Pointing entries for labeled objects
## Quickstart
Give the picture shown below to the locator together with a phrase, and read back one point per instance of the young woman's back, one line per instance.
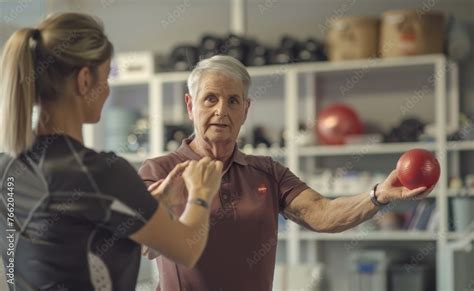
(58, 187)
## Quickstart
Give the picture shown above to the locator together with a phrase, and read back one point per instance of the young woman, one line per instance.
(72, 218)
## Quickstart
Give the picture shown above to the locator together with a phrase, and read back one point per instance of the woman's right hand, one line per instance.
(203, 178)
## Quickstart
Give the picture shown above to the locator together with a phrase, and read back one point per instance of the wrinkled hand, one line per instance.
(171, 190)
(203, 178)
(391, 190)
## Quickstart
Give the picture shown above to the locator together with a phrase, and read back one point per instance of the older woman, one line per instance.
(253, 192)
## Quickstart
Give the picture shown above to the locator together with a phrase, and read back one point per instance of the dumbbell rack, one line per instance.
(293, 80)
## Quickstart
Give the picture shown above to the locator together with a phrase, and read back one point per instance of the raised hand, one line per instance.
(203, 178)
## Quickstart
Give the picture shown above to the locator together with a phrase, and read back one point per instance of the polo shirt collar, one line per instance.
(237, 156)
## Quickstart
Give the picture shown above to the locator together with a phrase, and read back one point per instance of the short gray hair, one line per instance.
(229, 66)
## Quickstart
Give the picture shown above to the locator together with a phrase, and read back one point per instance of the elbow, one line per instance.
(190, 261)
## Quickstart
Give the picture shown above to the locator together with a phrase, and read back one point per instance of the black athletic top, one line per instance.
(74, 209)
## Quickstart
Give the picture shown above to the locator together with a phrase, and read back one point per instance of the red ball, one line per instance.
(418, 168)
(335, 122)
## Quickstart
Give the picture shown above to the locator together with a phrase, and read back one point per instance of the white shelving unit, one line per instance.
(292, 76)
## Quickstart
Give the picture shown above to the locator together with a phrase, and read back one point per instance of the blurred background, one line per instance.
(374, 78)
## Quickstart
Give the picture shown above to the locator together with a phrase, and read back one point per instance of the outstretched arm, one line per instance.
(315, 212)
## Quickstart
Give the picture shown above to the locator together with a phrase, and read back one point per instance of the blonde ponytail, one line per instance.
(35, 65)
(17, 93)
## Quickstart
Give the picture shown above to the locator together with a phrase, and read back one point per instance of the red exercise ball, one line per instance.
(418, 168)
(335, 122)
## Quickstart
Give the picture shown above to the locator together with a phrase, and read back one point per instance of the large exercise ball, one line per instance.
(336, 122)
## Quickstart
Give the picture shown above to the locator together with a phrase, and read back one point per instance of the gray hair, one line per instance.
(229, 66)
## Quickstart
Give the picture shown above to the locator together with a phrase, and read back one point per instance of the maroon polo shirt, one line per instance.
(240, 252)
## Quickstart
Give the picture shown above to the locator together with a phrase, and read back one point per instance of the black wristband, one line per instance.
(200, 202)
(373, 197)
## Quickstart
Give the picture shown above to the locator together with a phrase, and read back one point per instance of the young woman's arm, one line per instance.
(183, 240)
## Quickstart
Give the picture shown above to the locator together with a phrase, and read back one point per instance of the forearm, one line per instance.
(196, 220)
(341, 213)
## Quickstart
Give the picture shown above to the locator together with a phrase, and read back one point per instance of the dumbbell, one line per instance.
(211, 45)
(183, 58)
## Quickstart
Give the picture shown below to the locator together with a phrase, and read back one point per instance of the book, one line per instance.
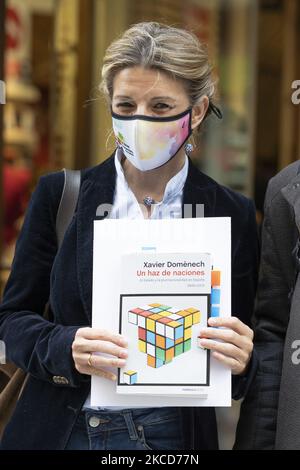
(157, 282)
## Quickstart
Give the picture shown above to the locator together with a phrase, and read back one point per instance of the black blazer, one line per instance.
(55, 390)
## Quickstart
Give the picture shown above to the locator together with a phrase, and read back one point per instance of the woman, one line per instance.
(158, 83)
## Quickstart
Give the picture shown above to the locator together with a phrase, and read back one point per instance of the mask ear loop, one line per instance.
(216, 110)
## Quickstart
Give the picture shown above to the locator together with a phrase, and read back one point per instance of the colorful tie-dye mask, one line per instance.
(150, 142)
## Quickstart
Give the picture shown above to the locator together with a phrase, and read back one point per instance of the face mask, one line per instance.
(150, 142)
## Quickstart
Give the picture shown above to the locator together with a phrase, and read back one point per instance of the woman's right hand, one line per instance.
(88, 341)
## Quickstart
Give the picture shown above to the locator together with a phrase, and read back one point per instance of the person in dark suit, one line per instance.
(270, 413)
(159, 86)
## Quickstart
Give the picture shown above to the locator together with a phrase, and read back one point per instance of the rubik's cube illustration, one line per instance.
(130, 377)
(164, 332)
(215, 293)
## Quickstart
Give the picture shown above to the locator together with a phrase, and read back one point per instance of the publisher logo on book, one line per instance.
(2, 352)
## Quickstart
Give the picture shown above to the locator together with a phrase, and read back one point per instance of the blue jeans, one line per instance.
(129, 429)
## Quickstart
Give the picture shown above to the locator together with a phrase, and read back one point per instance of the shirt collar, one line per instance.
(174, 186)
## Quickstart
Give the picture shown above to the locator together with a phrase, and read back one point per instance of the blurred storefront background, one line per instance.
(55, 117)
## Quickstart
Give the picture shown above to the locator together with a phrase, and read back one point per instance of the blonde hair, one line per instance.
(173, 50)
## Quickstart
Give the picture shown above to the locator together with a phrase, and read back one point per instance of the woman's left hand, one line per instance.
(236, 346)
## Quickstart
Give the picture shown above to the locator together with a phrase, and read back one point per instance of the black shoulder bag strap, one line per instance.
(65, 212)
(296, 257)
(68, 202)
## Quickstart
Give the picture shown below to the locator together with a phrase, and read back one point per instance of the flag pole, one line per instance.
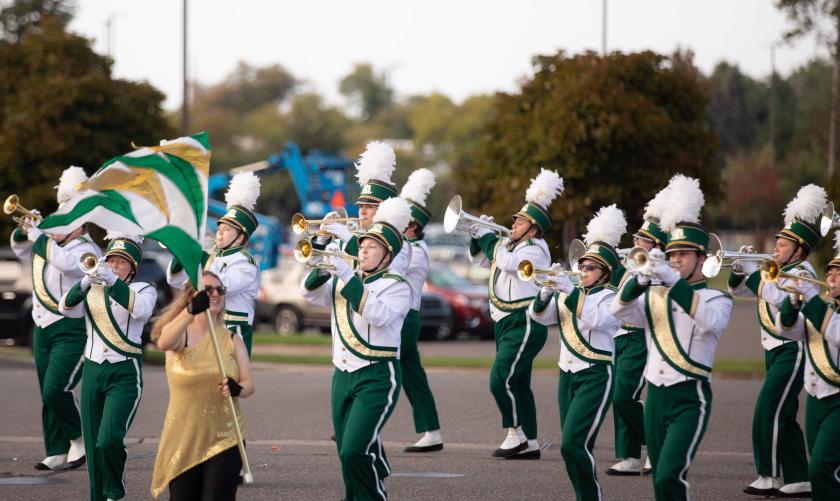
(246, 467)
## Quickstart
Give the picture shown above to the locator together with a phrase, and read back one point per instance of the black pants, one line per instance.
(213, 480)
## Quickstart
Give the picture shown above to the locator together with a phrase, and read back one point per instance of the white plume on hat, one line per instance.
(607, 226)
(394, 211)
(544, 188)
(808, 204)
(71, 178)
(114, 234)
(655, 208)
(683, 202)
(243, 190)
(378, 161)
(418, 186)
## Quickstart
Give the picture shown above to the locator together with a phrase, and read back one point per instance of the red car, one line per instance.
(469, 302)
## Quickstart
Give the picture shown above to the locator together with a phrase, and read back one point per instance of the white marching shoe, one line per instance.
(76, 454)
(431, 441)
(763, 486)
(795, 490)
(514, 442)
(57, 462)
(626, 467)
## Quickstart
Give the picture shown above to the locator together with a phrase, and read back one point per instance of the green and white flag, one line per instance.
(159, 192)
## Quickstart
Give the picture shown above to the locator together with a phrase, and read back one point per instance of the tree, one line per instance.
(59, 106)
(615, 127)
(820, 17)
(370, 91)
(23, 16)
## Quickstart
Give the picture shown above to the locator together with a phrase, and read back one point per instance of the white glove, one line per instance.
(343, 271)
(85, 284)
(668, 275)
(33, 233)
(563, 284)
(105, 272)
(340, 231)
(545, 293)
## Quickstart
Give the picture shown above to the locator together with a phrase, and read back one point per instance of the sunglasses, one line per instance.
(588, 267)
(220, 290)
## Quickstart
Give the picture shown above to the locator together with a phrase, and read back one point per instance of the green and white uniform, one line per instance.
(683, 325)
(818, 328)
(778, 442)
(518, 338)
(58, 340)
(113, 381)
(240, 275)
(368, 313)
(415, 382)
(585, 386)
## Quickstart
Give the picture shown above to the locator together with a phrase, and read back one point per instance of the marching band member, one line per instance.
(630, 356)
(58, 340)
(368, 312)
(818, 327)
(195, 459)
(684, 320)
(415, 382)
(778, 443)
(518, 340)
(229, 260)
(115, 308)
(374, 169)
(587, 328)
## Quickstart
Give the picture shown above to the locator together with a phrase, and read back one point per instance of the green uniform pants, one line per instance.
(778, 442)
(362, 401)
(110, 396)
(518, 341)
(415, 383)
(247, 334)
(628, 411)
(822, 426)
(58, 351)
(675, 421)
(584, 398)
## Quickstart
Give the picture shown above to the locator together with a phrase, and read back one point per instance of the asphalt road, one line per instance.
(293, 458)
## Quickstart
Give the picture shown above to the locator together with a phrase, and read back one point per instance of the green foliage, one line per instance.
(59, 106)
(616, 128)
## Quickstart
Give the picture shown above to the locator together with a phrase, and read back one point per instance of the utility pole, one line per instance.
(604, 28)
(185, 103)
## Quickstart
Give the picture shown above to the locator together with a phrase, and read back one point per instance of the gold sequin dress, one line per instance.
(198, 423)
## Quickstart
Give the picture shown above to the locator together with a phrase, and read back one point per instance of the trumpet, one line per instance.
(829, 219)
(89, 263)
(12, 206)
(717, 258)
(457, 219)
(301, 225)
(304, 252)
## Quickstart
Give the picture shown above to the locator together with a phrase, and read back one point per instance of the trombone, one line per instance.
(301, 225)
(717, 258)
(304, 252)
(457, 219)
(12, 206)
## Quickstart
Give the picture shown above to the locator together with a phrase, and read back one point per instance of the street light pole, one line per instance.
(185, 102)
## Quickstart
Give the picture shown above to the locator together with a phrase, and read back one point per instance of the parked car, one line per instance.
(469, 302)
(15, 299)
(280, 305)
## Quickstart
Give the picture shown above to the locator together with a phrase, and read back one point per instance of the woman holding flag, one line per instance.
(115, 309)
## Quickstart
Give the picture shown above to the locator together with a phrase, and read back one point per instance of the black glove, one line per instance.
(199, 303)
(234, 387)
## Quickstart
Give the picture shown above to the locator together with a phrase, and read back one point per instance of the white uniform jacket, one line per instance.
(698, 314)
(55, 269)
(367, 315)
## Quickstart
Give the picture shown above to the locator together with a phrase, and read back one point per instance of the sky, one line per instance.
(457, 47)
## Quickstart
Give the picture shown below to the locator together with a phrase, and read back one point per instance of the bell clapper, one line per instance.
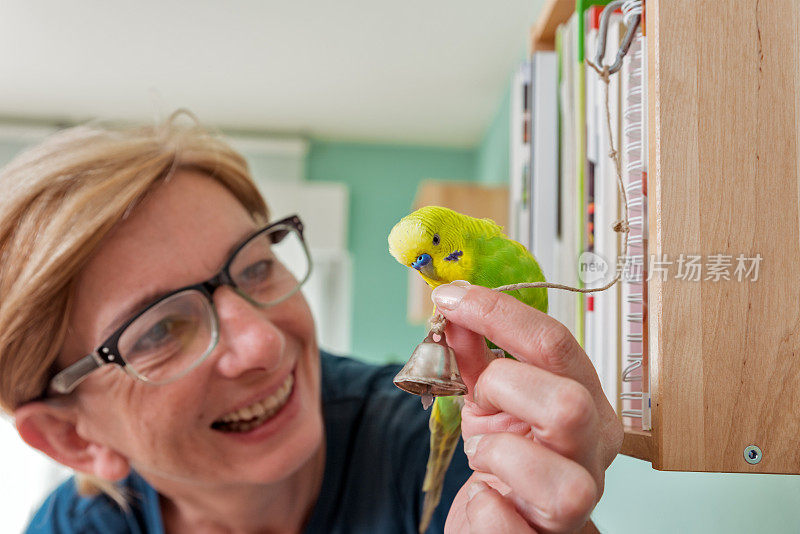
(431, 371)
(427, 400)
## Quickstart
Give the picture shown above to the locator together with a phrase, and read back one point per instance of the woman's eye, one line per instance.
(256, 272)
(158, 335)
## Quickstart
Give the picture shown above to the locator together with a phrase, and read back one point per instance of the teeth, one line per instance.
(255, 414)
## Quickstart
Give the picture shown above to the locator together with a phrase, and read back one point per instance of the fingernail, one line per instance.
(475, 488)
(448, 296)
(471, 444)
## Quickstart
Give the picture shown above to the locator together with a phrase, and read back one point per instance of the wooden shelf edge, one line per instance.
(638, 444)
(543, 32)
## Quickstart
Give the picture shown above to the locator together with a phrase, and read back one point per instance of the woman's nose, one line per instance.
(248, 340)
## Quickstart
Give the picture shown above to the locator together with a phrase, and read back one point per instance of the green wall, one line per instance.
(382, 181)
(492, 155)
(637, 498)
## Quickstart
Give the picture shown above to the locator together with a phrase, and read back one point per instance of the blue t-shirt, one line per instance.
(377, 449)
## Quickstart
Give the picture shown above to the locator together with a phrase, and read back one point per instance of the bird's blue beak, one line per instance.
(421, 261)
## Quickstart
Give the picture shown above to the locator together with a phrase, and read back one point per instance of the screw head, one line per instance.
(752, 454)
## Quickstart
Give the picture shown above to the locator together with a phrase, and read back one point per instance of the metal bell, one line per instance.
(431, 370)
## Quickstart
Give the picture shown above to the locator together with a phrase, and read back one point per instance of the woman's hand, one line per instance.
(538, 431)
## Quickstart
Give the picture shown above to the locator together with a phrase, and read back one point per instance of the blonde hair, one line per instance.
(57, 202)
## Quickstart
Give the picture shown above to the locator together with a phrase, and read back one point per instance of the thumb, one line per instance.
(472, 353)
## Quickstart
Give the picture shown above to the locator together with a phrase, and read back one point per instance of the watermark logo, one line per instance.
(593, 269)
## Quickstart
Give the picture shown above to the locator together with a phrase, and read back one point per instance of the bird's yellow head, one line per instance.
(432, 240)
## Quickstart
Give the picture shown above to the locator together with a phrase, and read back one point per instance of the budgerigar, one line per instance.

| Instructions for the task |
List each line of the rows above that contains the string "glove".

| Answer to this problem |
Give the picture shown above to the locator together with a phrase, and read back one point per instance of the white glove, one line per instance.
Give the picture shown above to the locator together with a phrase, and read back one point per instance of the black glove, one line per instance.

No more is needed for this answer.